**What needs to be done**
Every line below should be copied exactly; drop the pictures.

────────

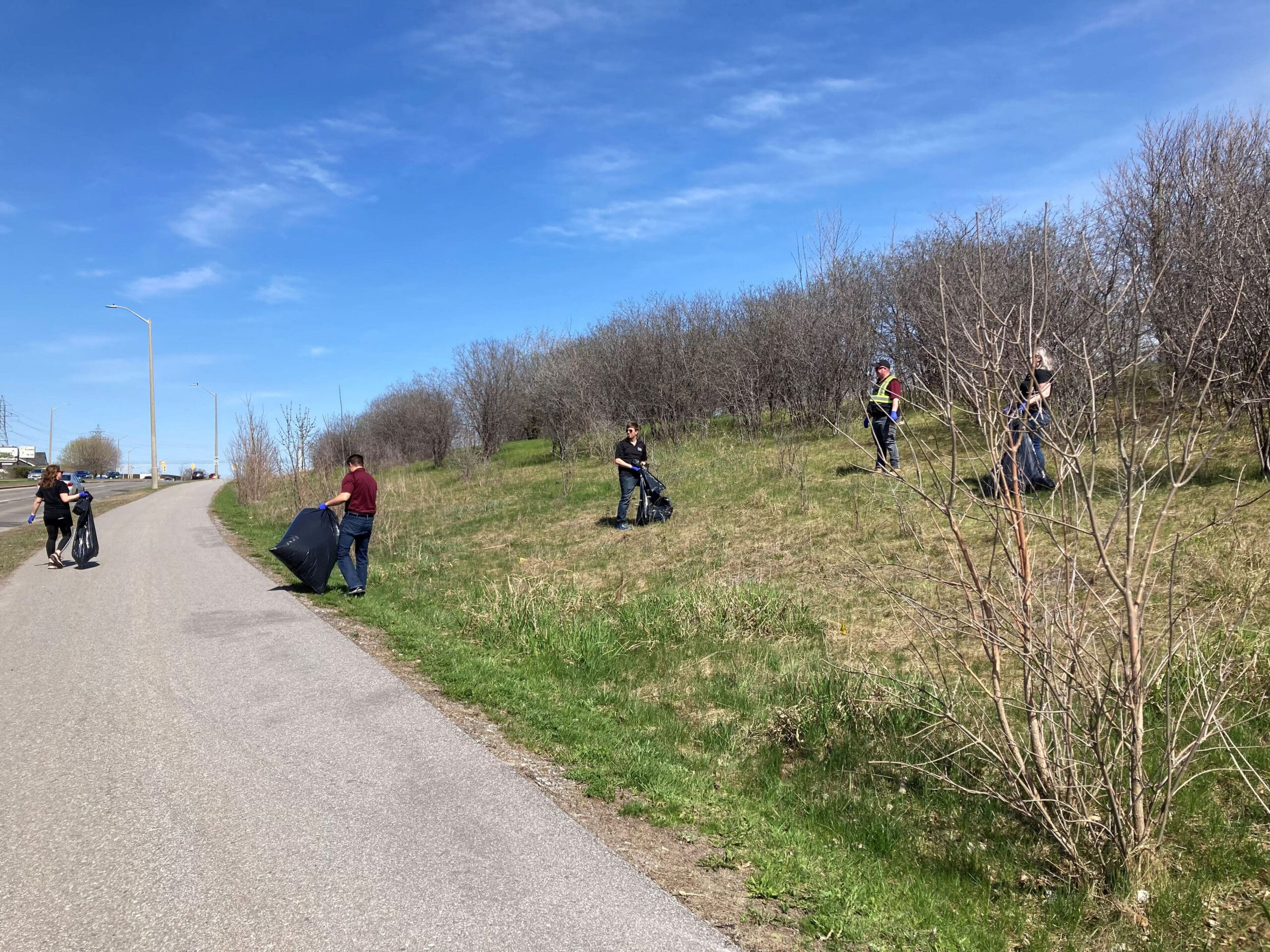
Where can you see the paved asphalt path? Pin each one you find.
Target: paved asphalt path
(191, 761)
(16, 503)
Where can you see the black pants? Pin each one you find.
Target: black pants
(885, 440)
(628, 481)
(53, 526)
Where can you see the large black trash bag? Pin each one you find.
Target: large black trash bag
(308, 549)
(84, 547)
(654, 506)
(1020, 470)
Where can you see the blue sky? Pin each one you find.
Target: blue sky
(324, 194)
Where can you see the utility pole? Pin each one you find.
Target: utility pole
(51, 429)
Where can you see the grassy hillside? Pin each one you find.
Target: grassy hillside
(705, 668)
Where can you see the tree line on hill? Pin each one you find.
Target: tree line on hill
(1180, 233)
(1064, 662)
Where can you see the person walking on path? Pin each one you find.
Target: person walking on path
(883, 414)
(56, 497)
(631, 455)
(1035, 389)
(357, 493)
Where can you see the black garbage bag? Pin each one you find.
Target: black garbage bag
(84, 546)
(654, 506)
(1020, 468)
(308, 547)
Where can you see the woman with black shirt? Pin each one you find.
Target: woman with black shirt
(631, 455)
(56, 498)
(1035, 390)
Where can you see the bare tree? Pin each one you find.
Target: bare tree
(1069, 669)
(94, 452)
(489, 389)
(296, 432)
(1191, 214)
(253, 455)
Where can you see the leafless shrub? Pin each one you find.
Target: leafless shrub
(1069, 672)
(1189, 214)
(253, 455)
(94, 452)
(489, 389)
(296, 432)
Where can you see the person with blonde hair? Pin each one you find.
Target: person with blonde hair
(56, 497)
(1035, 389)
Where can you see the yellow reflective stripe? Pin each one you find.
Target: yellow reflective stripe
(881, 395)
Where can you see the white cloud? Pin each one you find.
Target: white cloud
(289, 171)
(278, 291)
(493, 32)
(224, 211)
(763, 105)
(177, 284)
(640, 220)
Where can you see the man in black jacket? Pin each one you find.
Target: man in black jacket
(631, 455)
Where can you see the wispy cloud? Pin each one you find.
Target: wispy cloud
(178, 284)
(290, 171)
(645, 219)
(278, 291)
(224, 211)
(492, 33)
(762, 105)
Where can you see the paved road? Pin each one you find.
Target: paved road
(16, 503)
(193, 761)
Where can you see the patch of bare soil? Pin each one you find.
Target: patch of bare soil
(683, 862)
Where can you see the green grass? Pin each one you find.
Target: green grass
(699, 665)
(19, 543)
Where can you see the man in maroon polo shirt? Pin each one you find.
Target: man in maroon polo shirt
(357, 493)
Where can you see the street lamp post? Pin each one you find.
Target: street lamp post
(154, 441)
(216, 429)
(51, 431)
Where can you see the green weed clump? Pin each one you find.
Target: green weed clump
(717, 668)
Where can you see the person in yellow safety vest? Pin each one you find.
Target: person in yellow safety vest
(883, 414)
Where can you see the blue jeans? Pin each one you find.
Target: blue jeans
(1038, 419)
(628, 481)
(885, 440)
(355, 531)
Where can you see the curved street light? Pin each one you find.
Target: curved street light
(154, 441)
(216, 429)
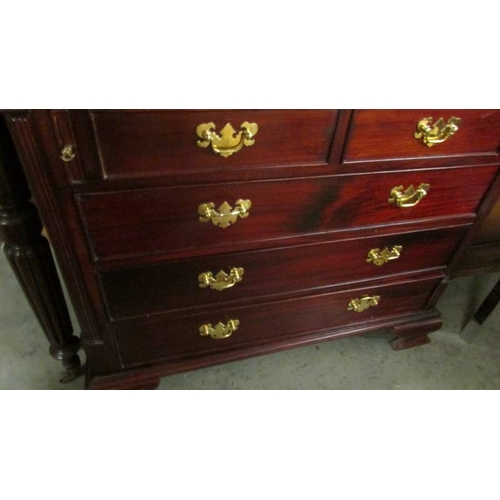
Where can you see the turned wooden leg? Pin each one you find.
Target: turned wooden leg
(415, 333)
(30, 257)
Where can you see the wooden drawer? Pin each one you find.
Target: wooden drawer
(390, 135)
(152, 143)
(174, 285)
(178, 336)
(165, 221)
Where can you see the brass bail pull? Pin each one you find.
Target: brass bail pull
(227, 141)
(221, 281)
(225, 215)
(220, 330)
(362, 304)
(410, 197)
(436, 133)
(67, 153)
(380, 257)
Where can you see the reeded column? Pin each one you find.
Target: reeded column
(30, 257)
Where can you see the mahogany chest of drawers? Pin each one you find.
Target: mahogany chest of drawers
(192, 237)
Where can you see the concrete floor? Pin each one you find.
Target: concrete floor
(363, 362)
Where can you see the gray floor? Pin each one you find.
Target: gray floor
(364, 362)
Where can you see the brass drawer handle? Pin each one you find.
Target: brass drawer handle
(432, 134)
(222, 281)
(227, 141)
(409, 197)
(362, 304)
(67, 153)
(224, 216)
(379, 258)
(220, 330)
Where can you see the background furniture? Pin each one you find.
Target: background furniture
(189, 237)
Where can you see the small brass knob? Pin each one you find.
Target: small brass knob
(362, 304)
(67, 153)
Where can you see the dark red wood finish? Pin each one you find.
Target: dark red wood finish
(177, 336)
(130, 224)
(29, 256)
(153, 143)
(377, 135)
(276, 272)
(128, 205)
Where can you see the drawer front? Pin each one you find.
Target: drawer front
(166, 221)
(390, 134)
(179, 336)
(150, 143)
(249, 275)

────────

**Reply**
Where can you see the paved asphalt path? Pin each one you find.
Target: paved asphalt path
(191, 761)
(16, 503)
Where can you see the black pants? Pin each one you find.
Target: black pants
(885, 440)
(628, 481)
(53, 526)
Where can you see the large black trash bag? Pin each one you find.
Target: large black trash bag
(308, 549)
(84, 547)
(654, 506)
(1020, 470)
Where can you see the blue sky? Pin each one you find.
Target: blue sky
(324, 194)
Where can you see the utility pole? Pin each one you find.
Target: utility pole
(51, 429)
Where can you see the grassy hillside? Pin each one you find.
Target: grassy hillside
(705, 668)
Where can you see the tree line on hill? Pin each one you find.
Target: tree line on hill
(1180, 233)
(1064, 662)
Where can you see the person walking on path? Pin each one you find.
Target: person walking on path
(883, 414)
(56, 497)
(631, 455)
(1035, 389)
(357, 493)
Where can you see the black garbage bag? Pin each one you find.
Target: black garbage bag
(84, 546)
(654, 506)
(1020, 468)
(308, 547)
Where can you see the woman with black shirt? Pin each one you find.
Target: woman with black shirt
(631, 455)
(56, 498)
(1035, 390)
Where can you see the bare tree? Pin each one you find.
Target: bare tree
(1069, 669)
(94, 452)
(489, 389)
(296, 432)
(1191, 214)
(253, 455)
Where can you see the leafless shrub? Pin each one you find.
Target: leafless shrub
(1069, 672)
(1189, 214)
(253, 455)
(94, 452)
(489, 389)
(296, 432)
Where can you see the person with blonde hair? Pin each one you find.
Target: person with blonde hair
(56, 497)
(1035, 389)
Where can you see the yellow reflective stripe? Pin each one you find.
Target: yellow reflective stripe
(881, 395)
Where can you see the white cloud? Pin each one you find.
Target: white cloud
(289, 171)
(278, 291)
(493, 32)
(224, 211)
(763, 105)
(177, 284)
(640, 220)
Where can you see the man in black jacket? Pin each one you find.
Target: man in black jacket
(631, 455)
Where can you see the wispy cloud? Pin each one you find.
Target: wispy cloud
(178, 284)
(290, 171)
(645, 219)
(278, 291)
(224, 211)
(492, 33)
(762, 105)
Where can you see the paved road? Pin each one you find.
Target: paved road
(16, 503)
(193, 761)
Where can you see the patch of bare soil? Pin each one you find.
Target: patch of bare soil
(683, 862)
Where can you see the green grass? Pin each one you find.
Target: green grass
(699, 665)
(19, 543)
Where can you see the man in maroon polo shirt? Pin each one you find.
Target: man in maroon polo shirt
(357, 493)
Where can you see the street lamp post? Pin each one you find.
Target: street lamp post
(154, 441)
(216, 429)
(51, 431)
Where can you see the green weed clump? Pin each one you find.
Target: green weed clump
(717, 668)
Where can you see the person in yellow safety vest? Pin each one you find.
Target: person in yellow safety vest
(883, 414)
Where can you see the blue jeans? Pin each one you find.
Target: blue jeans
(1038, 419)
(628, 481)
(885, 440)
(355, 531)
Where can you see the curved street light? Pin each one you find.
Target: curved street light
(154, 441)
(216, 429)
Where can you see the turned wooden leg? Pin each one you find.
Target: turned wooden leg
(415, 333)
(30, 257)
Where can you see the wooden drawer? Pin each one you find.
Target: wooden drawer
(390, 135)
(152, 143)
(174, 285)
(178, 336)
(165, 221)
Where can you see the brass bail pull? Pin each one you find.
Target: brass bail pull
(227, 141)
(221, 281)
(225, 215)
(220, 330)
(362, 304)
(410, 197)
(436, 133)
(67, 153)
(380, 257)
Where can you see the reeded column? Pin each one you find.
Target: reeded column
(30, 257)
Where can you see the mahogany chest of drawers? Pin each one you find.
Target: mahogany chest of drawers
(192, 237)
Where can you see the concrete floor? Pin each one you find.
Target: concrete floor
(363, 362)
Where can you see the gray floor? Pin each one you find.
Target: gray floor
(364, 362)
Where can you see the brass drawer handle? Pin each one you find.
Target: brass drawer handle
(432, 134)
(222, 281)
(227, 141)
(409, 197)
(362, 304)
(67, 153)
(224, 216)
(379, 258)
(220, 330)
Where can you see the background furniture? Pin each one you find.
Target: background furniture
(189, 237)
Where can you see the small brass knob? Pin each one you find.
Target: small brass knob
(362, 304)
(67, 153)
Where can you see the dark red wood finish? Pin each one you find.
Target: dark red wood finish
(177, 336)
(130, 224)
(29, 256)
(153, 143)
(377, 135)
(276, 272)
(128, 205)
Where can you see the drawer front? Pin each one you find.
Target: drawer front
(166, 221)
(390, 134)
(179, 336)
(150, 143)
(249, 275)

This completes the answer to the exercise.